-- MATERIAL TO PROCESS follows --
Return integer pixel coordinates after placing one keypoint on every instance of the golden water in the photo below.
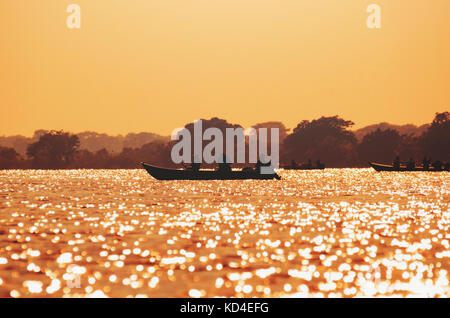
(119, 233)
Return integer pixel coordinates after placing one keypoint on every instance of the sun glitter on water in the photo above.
(120, 233)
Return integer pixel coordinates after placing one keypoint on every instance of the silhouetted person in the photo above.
(319, 164)
(397, 162)
(224, 166)
(260, 164)
(437, 165)
(411, 164)
(293, 164)
(426, 163)
(195, 166)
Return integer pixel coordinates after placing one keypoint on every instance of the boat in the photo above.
(303, 167)
(382, 167)
(185, 174)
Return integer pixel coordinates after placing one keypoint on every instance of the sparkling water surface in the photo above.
(121, 233)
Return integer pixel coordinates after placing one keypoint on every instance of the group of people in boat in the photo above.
(307, 165)
(225, 167)
(427, 164)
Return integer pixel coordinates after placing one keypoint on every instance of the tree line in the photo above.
(327, 138)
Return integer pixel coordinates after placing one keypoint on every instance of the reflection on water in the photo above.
(118, 233)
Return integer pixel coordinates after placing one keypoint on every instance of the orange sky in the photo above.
(154, 65)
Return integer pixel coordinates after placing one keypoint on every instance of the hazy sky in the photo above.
(154, 65)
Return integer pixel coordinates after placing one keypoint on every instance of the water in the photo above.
(119, 233)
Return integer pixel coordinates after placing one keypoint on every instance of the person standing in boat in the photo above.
(293, 164)
(224, 166)
(411, 164)
(260, 164)
(195, 166)
(319, 164)
(425, 163)
(397, 162)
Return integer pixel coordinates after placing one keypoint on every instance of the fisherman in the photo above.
(411, 164)
(293, 164)
(319, 164)
(397, 162)
(426, 163)
(224, 166)
(195, 166)
(260, 164)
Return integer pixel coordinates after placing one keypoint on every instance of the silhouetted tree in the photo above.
(9, 159)
(435, 142)
(326, 138)
(53, 150)
(380, 146)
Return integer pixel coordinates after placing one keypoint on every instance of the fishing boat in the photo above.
(303, 167)
(180, 174)
(382, 167)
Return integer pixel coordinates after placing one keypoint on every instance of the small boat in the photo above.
(303, 167)
(381, 167)
(180, 174)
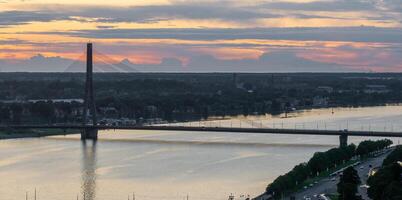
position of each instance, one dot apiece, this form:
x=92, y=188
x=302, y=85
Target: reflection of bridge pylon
x=89, y=102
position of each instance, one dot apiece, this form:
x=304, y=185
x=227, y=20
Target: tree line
x=386, y=183
x=320, y=162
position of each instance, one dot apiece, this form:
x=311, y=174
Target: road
x=328, y=185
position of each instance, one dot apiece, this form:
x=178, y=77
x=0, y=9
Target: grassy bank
x=12, y=134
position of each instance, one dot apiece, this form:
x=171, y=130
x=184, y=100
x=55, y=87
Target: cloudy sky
x=203, y=35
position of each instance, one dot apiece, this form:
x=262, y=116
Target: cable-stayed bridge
x=89, y=127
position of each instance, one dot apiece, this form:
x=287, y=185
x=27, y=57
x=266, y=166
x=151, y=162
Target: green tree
x=386, y=183
x=348, y=184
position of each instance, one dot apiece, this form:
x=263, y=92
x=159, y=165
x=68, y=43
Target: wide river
x=171, y=165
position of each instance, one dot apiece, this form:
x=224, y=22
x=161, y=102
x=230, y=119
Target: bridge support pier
x=343, y=140
x=89, y=134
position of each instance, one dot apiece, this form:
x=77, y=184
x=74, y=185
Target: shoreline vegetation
x=321, y=165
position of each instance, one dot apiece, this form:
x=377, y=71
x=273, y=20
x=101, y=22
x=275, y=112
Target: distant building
x=319, y=101
x=378, y=89
x=326, y=89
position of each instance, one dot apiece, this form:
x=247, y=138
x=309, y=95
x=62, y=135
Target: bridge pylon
x=89, y=109
x=343, y=140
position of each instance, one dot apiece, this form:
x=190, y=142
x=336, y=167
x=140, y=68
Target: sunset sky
x=204, y=35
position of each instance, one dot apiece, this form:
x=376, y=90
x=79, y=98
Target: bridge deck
x=215, y=129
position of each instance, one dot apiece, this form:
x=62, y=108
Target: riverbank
x=322, y=165
x=15, y=134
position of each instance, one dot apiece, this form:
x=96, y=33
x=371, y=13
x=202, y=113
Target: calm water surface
x=172, y=165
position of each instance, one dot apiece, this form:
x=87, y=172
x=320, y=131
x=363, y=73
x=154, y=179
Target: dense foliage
x=320, y=162
x=348, y=184
x=386, y=183
x=369, y=146
x=394, y=156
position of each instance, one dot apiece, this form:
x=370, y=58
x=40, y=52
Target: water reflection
x=88, y=174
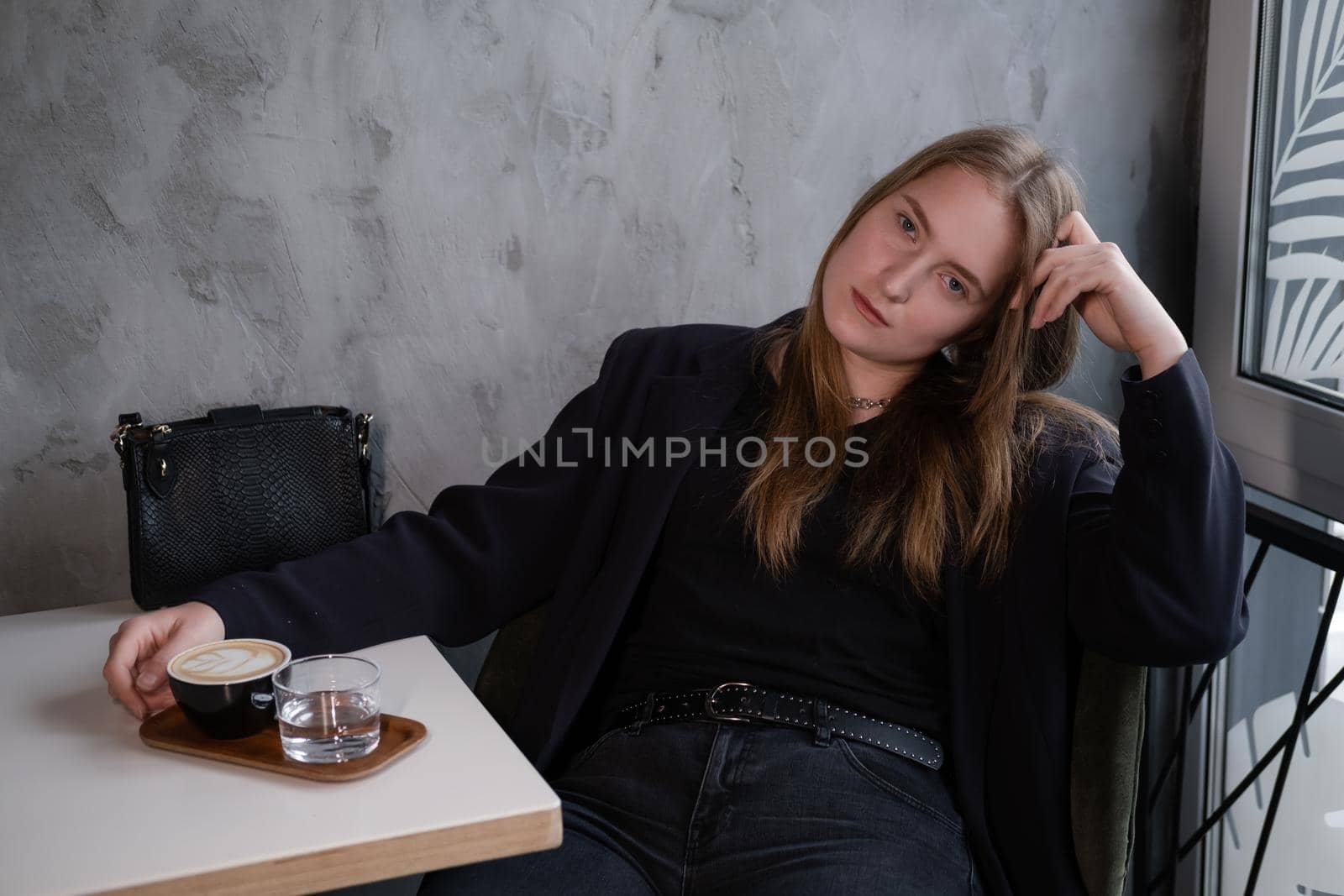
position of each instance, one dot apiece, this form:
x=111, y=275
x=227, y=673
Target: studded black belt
x=743, y=701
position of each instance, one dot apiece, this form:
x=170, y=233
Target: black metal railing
x=1315, y=546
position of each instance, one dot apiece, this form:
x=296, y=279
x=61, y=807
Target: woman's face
x=931, y=258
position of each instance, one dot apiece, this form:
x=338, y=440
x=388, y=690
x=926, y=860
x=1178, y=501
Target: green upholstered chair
x=1106, y=750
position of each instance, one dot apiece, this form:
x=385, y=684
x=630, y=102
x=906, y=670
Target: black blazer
x=1142, y=567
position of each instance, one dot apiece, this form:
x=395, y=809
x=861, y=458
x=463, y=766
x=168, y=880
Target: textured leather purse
x=239, y=490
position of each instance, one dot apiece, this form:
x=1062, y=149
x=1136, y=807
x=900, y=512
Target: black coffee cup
x=225, y=687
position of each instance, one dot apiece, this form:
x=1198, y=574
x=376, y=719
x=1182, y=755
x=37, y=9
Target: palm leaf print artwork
x=1303, y=313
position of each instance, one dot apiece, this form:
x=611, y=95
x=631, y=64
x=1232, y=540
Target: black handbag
x=239, y=490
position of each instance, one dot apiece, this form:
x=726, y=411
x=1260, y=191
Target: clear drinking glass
x=328, y=707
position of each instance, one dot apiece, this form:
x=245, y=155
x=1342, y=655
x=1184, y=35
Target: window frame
x=1284, y=443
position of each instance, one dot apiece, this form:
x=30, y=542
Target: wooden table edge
x=370, y=862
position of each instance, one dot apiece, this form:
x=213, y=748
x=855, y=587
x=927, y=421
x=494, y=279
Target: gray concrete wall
x=443, y=211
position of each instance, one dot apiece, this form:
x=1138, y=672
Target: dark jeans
x=702, y=806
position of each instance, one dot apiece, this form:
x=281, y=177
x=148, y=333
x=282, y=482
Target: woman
x=786, y=674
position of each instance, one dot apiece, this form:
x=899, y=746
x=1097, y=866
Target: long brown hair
x=949, y=458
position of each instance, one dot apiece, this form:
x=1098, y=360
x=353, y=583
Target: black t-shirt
x=710, y=614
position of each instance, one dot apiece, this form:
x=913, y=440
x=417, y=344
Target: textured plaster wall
x=443, y=211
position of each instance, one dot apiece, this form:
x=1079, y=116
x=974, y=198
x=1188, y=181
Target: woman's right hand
x=139, y=653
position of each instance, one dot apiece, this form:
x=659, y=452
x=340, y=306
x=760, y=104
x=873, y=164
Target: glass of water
x=328, y=707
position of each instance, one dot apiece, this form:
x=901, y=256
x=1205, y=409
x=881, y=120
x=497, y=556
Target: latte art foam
x=228, y=661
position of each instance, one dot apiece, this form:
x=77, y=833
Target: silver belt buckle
x=716, y=714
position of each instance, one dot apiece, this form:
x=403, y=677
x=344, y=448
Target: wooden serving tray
x=171, y=730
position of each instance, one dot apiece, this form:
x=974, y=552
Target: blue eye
x=961, y=289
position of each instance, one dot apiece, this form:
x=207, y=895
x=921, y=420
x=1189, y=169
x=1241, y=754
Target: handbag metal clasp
x=362, y=432
x=716, y=714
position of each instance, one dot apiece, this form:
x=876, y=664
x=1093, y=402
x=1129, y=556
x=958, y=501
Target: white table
x=85, y=806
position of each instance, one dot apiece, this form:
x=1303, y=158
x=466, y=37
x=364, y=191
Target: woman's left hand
x=1113, y=301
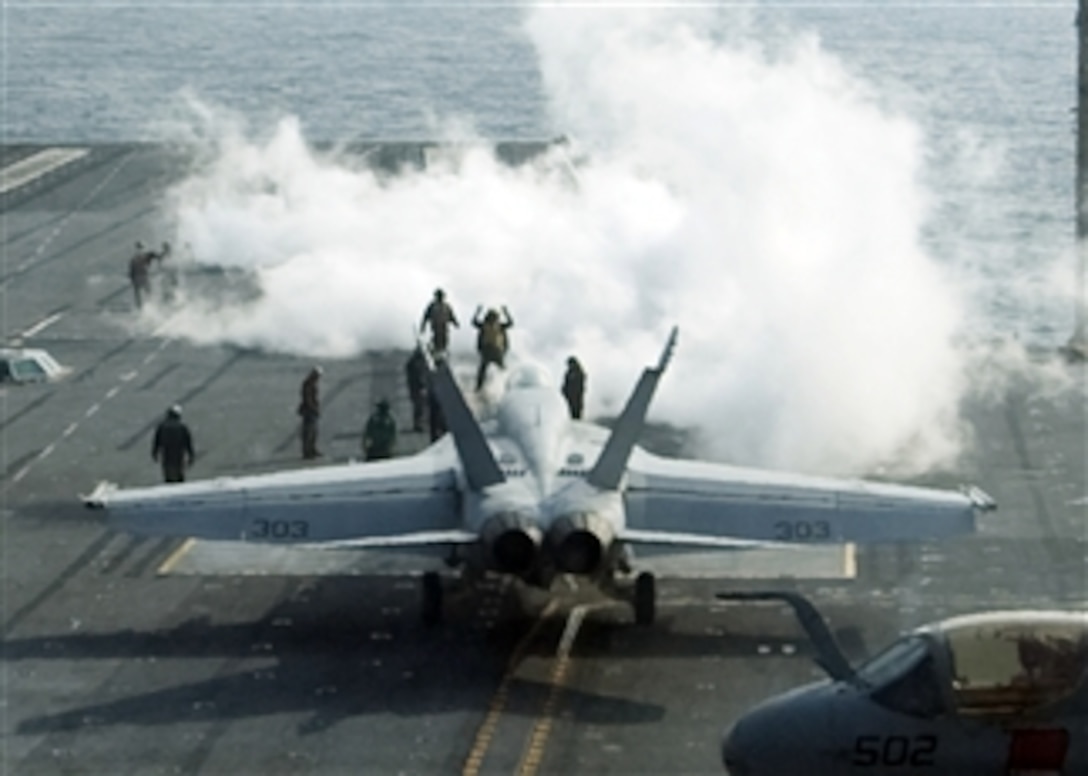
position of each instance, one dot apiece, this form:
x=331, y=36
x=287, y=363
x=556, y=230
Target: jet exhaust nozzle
x=579, y=542
x=512, y=542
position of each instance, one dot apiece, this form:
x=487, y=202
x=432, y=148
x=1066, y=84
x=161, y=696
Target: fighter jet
x=532, y=493
x=985, y=694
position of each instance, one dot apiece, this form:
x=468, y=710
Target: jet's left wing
x=674, y=503
x=404, y=502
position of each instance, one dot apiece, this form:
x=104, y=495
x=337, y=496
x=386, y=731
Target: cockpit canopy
x=998, y=664
x=528, y=376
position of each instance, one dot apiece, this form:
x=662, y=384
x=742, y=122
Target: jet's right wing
x=403, y=502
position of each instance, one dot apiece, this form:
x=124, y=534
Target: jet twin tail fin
x=481, y=469
x=612, y=464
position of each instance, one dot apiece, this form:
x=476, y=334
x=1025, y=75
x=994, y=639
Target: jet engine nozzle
x=512, y=542
x=579, y=542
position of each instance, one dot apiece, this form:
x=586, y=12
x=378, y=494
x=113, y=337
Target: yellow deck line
x=175, y=557
x=497, y=705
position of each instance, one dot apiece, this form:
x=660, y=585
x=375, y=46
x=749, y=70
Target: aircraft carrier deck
x=145, y=656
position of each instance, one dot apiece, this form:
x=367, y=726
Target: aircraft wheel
x=645, y=599
x=432, y=598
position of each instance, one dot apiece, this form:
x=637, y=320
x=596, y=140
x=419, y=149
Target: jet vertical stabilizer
x=480, y=466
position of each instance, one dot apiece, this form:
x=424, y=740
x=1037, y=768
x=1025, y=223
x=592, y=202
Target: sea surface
x=990, y=85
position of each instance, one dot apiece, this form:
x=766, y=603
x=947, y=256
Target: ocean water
x=837, y=202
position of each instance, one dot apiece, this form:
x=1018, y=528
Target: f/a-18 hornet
x=533, y=494
x=980, y=694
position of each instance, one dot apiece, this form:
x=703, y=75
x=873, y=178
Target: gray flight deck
x=123, y=655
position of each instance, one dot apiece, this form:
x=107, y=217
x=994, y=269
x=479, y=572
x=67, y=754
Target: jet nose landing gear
x=431, y=604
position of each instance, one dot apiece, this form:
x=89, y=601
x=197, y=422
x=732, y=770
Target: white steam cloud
x=761, y=201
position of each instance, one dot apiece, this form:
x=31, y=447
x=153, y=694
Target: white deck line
x=36, y=165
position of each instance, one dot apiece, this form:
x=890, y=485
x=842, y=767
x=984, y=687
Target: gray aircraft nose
x=786, y=736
-- MATERIAL TO PROCESS concluded --
> PROBLEM DETAILS
Please copy exactly, and only, the lines running from the one containing "x=107, y=217" through the end of the listing.

> SOLUTION TO THIS PROBLEM
x=107, y=217
x=994, y=269
x=479, y=572
x=67, y=754
Target: jet nose landing gear
x=431, y=604
position of each instance, one dot apiece, this form:
x=89, y=601
x=197, y=422
x=732, y=770
Target: white steam cloud
x=761, y=201
position of each instance, one dot apiece, this form:
x=31, y=447
x=153, y=694
Target: white deck line
x=36, y=165
position of each instance, one dot apiece, this form:
x=890, y=485
x=842, y=767
x=984, y=687
Target: gray aircraft nose
x=786, y=736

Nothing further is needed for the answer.